## Document section
With squeezed May contract off the board, focus turns to June, which rose sharply Monday

Phoro: Jim Allen/FreightWaves

On the day the Department of Energy/Energy Information Administration benchmark diesel price hit its all-time high, the futures market plowed ahead with a significant increase, signaling that the upward moves may not be done.

An increase of 34.9 cents a gallon brought the DOE/EIA average weekly retail price up to $5.509 a gallon, effective Monday. That is more than 25 cents higher than the previous record of $5.25 a gallon, set  March 25.

It may be small comfort but the current DOE/EIA price is nowhere near the highest inflation-adjusted price. When crude hit its all-time high above $145 a barrel in early July 2008, the DOE/EIA price peaked at $4.764 a gallon on July 14. Adjusted for inflation, that is roughly $6.30 a gallon. Assuming truck mileage today is far superior to mileage then, and the reality, as painful as it is, is that the trucking industry has faced a more formidable set of prices than what it is dealing with now.

## Direction A
Gather every line of the entries below that contains the word "mowed", matching case exactly.
## Direction B
Please write the next part of the diesel price article above, starting after its final sentence.

Coordinate annotation entries

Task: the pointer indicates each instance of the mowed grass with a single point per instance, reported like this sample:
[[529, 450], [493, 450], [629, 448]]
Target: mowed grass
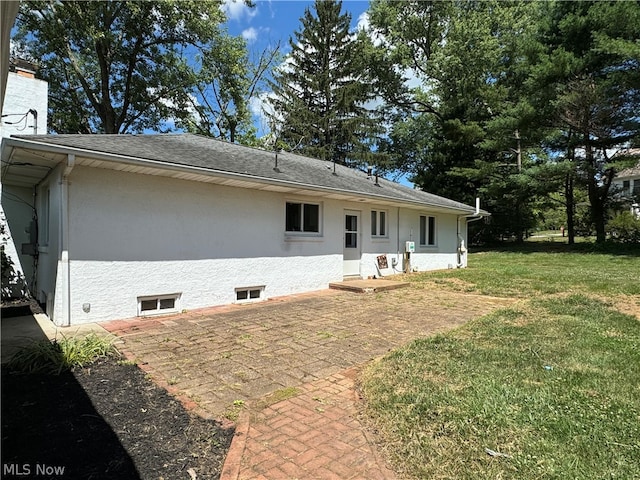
[[536, 270], [552, 384]]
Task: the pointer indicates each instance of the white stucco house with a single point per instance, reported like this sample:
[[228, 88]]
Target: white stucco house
[[24, 111], [627, 182], [148, 224]]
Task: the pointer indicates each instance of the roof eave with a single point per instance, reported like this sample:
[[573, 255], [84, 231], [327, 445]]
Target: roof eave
[[14, 143]]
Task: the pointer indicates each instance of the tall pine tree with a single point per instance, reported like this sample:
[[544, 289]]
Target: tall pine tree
[[322, 89]]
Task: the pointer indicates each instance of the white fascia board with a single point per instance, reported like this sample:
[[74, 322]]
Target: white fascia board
[[143, 162]]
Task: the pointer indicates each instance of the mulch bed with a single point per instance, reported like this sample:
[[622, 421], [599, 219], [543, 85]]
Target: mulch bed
[[105, 421]]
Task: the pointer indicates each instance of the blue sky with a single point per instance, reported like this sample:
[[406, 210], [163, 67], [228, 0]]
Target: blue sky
[[273, 20]]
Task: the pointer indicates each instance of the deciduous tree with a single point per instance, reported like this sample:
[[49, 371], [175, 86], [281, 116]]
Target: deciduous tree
[[119, 66]]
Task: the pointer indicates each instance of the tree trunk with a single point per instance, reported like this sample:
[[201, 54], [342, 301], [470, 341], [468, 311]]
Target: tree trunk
[[570, 208]]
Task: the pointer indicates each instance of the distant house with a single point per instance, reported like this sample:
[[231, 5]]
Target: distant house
[[628, 182], [138, 225]]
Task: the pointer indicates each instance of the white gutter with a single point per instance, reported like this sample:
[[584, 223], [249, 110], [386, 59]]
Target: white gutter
[[477, 215], [142, 162]]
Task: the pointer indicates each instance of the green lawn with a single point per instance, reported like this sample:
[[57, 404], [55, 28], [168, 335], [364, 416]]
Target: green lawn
[[553, 382]]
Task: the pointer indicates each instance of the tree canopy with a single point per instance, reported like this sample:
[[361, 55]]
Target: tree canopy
[[321, 90], [120, 66]]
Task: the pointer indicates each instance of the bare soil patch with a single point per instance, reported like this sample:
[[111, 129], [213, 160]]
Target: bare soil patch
[[106, 421]]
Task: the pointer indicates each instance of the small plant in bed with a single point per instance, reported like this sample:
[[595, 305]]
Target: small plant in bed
[[60, 355]]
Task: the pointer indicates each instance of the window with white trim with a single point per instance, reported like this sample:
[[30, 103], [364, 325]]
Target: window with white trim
[[302, 217], [379, 223], [159, 304], [249, 294], [427, 231]]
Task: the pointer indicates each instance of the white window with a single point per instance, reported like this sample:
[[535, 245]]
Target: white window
[[379, 223], [427, 230], [159, 304], [302, 217], [249, 294]]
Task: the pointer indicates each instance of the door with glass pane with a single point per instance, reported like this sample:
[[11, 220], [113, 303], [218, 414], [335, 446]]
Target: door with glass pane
[[351, 243]]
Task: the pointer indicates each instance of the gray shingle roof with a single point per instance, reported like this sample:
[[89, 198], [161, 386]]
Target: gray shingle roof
[[213, 155]]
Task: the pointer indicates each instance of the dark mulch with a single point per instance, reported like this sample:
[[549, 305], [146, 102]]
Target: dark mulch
[[106, 421]]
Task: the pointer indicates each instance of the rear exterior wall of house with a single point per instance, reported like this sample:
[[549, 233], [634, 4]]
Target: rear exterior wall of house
[[143, 244]]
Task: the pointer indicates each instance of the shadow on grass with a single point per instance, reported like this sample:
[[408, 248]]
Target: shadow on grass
[[50, 429], [607, 248]]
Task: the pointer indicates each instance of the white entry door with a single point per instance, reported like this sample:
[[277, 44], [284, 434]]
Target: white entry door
[[351, 244]]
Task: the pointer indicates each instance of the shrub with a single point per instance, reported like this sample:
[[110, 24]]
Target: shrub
[[59, 355], [625, 228]]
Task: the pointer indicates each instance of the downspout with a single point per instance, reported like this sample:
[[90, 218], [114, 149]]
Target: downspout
[[462, 249], [64, 234], [397, 260]]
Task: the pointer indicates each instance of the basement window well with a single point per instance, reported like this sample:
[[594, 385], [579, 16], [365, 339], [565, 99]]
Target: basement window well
[[158, 305], [249, 294]]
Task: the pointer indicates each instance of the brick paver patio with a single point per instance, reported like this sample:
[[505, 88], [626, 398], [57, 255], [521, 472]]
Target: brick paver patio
[[220, 358]]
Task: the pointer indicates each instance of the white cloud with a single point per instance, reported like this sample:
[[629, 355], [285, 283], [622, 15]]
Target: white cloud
[[250, 34], [238, 10], [363, 21]]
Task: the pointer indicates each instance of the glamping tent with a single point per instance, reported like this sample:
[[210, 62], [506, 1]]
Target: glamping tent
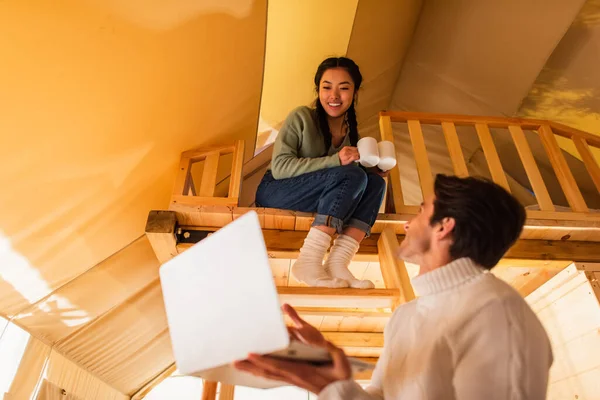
[[128, 128]]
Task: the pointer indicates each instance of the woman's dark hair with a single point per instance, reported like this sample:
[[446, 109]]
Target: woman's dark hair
[[488, 219], [354, 72]]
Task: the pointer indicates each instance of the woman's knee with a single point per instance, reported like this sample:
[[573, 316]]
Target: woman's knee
[[375, 183]]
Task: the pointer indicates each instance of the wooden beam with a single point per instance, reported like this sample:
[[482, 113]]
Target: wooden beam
[[209, 391], [286, 244], [385, 128], [337, 298], [561, 169], [455, 150], [355, 339], [491, 155], [209, 175], [393, 268], [226, 392], [160, 230], [533, 172], [421, 158]]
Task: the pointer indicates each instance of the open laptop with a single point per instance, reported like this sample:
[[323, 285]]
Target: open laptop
[[221, 304]]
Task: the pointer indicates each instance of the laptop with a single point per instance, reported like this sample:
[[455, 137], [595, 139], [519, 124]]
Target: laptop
[[221, 304]]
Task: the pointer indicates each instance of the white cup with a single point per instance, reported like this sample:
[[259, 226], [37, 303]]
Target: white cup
[[369, 154], [387, 155]]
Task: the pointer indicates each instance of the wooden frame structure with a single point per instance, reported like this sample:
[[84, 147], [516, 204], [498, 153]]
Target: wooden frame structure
[[551, 239]]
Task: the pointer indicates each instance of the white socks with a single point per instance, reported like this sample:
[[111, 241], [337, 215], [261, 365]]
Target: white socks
[[343, 250], [309, 268]]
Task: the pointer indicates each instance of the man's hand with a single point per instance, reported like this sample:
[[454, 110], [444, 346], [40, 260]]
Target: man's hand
[[376, 170], [304, 375], [348, 155]]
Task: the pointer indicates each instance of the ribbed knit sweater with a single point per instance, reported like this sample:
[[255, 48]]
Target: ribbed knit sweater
[[468, 336]]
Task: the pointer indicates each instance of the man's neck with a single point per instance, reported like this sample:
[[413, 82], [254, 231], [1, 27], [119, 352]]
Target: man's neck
[[432, 262]]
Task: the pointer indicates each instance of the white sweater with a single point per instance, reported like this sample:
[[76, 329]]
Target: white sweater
[[468, 336]]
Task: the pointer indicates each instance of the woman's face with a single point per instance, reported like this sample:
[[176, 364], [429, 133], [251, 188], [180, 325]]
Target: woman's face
[[336, 91]]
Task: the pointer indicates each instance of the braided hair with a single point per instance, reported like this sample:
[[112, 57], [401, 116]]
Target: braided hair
[[354, 72]]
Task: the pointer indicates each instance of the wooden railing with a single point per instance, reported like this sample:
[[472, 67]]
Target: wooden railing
[[547, 132]]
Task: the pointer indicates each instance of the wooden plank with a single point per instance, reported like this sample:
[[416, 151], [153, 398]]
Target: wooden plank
[[160, 230], [279, 219], [491, 155], [209, 391], [337, 298], [531, 168], [140, 394], [209, 175], [421, 158], [197, 201], [354, 339], [456, 119], [385, 128], [235, 184], [286, 244], [393, 268], [227, 392], [343, 312], [562, 171], [183, 177], [303, 221], [454, 149], [589, 160]]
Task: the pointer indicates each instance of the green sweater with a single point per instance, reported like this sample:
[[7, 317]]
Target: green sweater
[[299, 147]]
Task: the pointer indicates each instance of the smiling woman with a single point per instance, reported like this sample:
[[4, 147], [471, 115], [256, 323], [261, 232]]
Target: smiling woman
[[314, 170]]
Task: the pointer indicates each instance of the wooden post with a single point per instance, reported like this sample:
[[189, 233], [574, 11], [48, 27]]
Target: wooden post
[[385, 127], [227, 392], [393, 269], [421, 159], [531, 168], [588, 159], [209, 392], [491, 155], [456, 155], [561, 168], [160, 230], [209, 175]]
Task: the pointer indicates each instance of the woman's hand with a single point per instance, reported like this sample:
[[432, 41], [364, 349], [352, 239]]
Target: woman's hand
[[348, 155], [376, 170]]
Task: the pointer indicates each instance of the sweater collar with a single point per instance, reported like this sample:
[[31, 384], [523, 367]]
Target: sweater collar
[[447, 277]]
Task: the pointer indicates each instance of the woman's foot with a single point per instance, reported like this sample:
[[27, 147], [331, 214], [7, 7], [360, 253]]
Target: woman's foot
[[309, 268], [341, 254]]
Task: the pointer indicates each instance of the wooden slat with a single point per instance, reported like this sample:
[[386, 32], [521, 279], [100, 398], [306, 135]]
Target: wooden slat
[[183, 177], [491, 155], [227, 392], [160, 230], [421, 158], [562, 171], [288, 243], [209, 175], [354, 339], [209, 391], [456, 154], [196, 201], [393, 268], [385, 128], [235, 184], [589, 160], [531, 168], [337, 298]]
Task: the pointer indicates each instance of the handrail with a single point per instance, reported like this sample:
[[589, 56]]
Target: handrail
[[546, 130]]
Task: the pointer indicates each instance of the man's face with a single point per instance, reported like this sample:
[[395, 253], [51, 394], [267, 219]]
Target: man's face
[[419, 234]]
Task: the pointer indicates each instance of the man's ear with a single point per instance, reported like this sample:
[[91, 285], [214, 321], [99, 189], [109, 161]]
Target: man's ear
[[445, 228]]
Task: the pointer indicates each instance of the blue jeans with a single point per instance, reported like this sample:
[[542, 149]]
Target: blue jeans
[[341, 196]]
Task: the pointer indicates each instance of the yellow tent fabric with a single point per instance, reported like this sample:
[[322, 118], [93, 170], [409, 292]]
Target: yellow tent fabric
[[99, 98]]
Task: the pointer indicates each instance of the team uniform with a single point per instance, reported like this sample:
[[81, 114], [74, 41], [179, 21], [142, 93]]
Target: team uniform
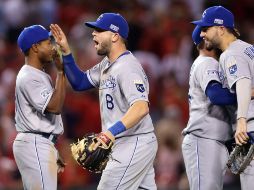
[[237, 62], [204, 152], [121, 84], [33, 148]]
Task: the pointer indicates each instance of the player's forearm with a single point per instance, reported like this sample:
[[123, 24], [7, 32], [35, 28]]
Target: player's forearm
[[57, 100], [135, 114], [243, 91]]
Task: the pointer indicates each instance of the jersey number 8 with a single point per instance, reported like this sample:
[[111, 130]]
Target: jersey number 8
[[109, 101]]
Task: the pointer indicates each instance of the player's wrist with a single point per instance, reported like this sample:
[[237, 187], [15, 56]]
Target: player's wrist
[[117, 128]]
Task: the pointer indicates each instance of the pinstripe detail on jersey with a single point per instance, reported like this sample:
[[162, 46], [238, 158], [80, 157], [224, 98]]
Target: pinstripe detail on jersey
[[129, 163], [38, 159], [198, 165]]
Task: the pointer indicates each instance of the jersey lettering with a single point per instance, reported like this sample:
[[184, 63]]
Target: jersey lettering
[[109, 101]]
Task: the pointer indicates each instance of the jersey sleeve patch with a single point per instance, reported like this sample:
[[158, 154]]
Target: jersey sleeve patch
[[231, 65], [212, 72], [139, 85], [45, 93]]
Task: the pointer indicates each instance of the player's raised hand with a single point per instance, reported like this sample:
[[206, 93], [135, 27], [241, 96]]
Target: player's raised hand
[[60, 38], [241, 135]]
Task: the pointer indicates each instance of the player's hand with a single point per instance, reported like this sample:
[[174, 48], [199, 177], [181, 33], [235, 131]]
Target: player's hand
[[241, 136], [106, 137], [60, 38]]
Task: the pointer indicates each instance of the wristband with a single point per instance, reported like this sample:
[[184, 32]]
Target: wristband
[[68, 59], [117, 128]]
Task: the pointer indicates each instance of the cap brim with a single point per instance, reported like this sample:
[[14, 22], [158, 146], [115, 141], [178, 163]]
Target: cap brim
[[196, 35], [94, 25], [201, 23]]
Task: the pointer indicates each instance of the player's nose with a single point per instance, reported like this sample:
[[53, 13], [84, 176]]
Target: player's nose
[[202, 34]]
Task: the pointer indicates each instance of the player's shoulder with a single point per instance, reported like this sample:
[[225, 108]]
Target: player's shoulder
[[237, 47], [28, 73], [129, 62]]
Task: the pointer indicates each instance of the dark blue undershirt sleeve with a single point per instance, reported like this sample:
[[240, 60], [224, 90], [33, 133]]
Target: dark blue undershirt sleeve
[[219, 95], [77, 78]]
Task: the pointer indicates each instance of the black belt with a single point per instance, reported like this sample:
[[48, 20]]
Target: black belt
[[50, 136]]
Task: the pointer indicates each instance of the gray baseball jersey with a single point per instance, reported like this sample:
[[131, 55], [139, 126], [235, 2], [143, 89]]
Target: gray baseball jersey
[[237, 62], [38, 166], [120, 85], [205, 120], [33, 92], [208, 125]]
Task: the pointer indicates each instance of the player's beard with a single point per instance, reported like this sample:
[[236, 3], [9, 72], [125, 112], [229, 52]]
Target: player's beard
[[104, 48], [212, 43]]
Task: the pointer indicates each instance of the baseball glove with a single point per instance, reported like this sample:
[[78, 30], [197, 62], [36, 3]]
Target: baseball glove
[[241, 156], [94, 160]]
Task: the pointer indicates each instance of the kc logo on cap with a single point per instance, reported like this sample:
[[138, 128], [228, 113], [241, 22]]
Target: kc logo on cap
[[113, 22], [216, 16]]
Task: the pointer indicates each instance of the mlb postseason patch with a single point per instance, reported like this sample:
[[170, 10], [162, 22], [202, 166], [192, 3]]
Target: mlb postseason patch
[[139, 85], [231, 65], [212, 72], [45, 93]]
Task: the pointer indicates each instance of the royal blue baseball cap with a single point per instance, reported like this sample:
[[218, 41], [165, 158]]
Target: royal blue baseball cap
[[113, 22], [216, 16], [196, 35], [32, 35]]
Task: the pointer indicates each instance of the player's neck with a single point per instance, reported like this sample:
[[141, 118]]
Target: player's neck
[[33, 62], [227, 41], [115, 52]]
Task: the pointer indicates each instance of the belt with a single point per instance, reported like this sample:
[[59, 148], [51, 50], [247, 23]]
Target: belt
[[52, 137]]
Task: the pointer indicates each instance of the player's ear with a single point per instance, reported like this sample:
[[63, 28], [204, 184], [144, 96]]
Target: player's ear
[[34, 48]]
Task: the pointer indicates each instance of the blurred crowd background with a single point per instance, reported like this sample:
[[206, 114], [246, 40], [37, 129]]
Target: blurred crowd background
[[160, 37]]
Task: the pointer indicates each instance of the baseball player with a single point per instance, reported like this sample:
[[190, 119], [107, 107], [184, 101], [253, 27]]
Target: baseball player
[[124, 106], [236, 71], [205, 154], [38, 105]]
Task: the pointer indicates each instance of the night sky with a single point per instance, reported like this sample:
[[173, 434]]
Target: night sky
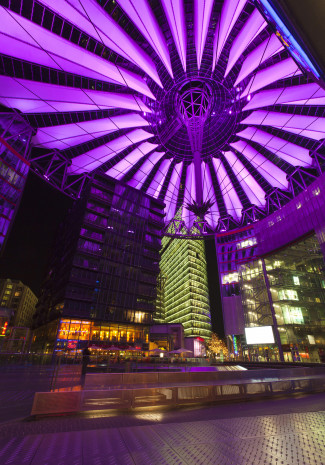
[[29, 246], [28, 249]]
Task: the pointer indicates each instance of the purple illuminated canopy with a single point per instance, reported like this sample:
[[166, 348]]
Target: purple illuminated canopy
[[106, 86]]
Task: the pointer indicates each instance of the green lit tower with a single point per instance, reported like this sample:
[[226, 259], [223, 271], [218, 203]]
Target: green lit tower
[[185, 295]]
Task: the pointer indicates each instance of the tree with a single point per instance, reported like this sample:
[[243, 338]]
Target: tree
[[217, 345]]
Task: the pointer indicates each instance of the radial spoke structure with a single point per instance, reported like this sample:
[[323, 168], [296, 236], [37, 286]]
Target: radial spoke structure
[[196, 102]]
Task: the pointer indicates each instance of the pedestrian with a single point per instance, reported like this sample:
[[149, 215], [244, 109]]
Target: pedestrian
[[85, 360]]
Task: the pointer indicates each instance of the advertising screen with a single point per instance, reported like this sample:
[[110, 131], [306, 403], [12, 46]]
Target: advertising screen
[[259, 335]]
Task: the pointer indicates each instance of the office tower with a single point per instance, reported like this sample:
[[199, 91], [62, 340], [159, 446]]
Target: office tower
[[185, 293], [15, 135], [20, 299], [101, 286]]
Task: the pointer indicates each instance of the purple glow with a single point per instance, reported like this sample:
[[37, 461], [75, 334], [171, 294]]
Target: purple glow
[[94, 158], [208, 194], [202, 15], [122, 167], [157, 182], [259, 55], [274, 175], [311, 94], [64, 136], [93, 19], [189, 196], [231, 10], [172, 192], [253, 26], [291, 153], [48, 49], [141, 175], [232, 202], [142, 16], [251, 187], [281, 70], [26, 97], [308, 126], [174, 10]]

## Written response A
Task: the pointer indicates each instance of the mowed grass with a single point per instance, reported like this sample:
Target: mowed grass

## Written response B
But that doesn’t take away from the other negative news in the diesel market Monday.


The May contract for ultra low sulfur diesel on the CME commodity exchange went off the board Friday after going through a tremendous squeeze between April 25 and Thursday. The squeeze developed as traders with short positions — a bet that prices would fall — found themselves with a need to cover that short position in a market that most definitely was not falling. A trader with a short position that didn’t get out of that trade before the May contract expired on Friday would need to find physical diesel to deliver in New York Harbor to complete the trade, which is why most trades are completed without physical delivery. 

The result was that the May contract rose from a settlement just under $3.94 a gallon on April 22 to a settlement above $5.13 a gallon on Thursday. It then fell more than 35 cents on Friday as the squeeze eased, which is the way most squeezes conclude.

The June contract, which became the front month contract Monday, was rising at the same time, but at nowhere near the rate that the May contract was soaring. That led to the question: How much of the increase in June barrels was in sympathy to what was going on in May, and how much was tightness in June?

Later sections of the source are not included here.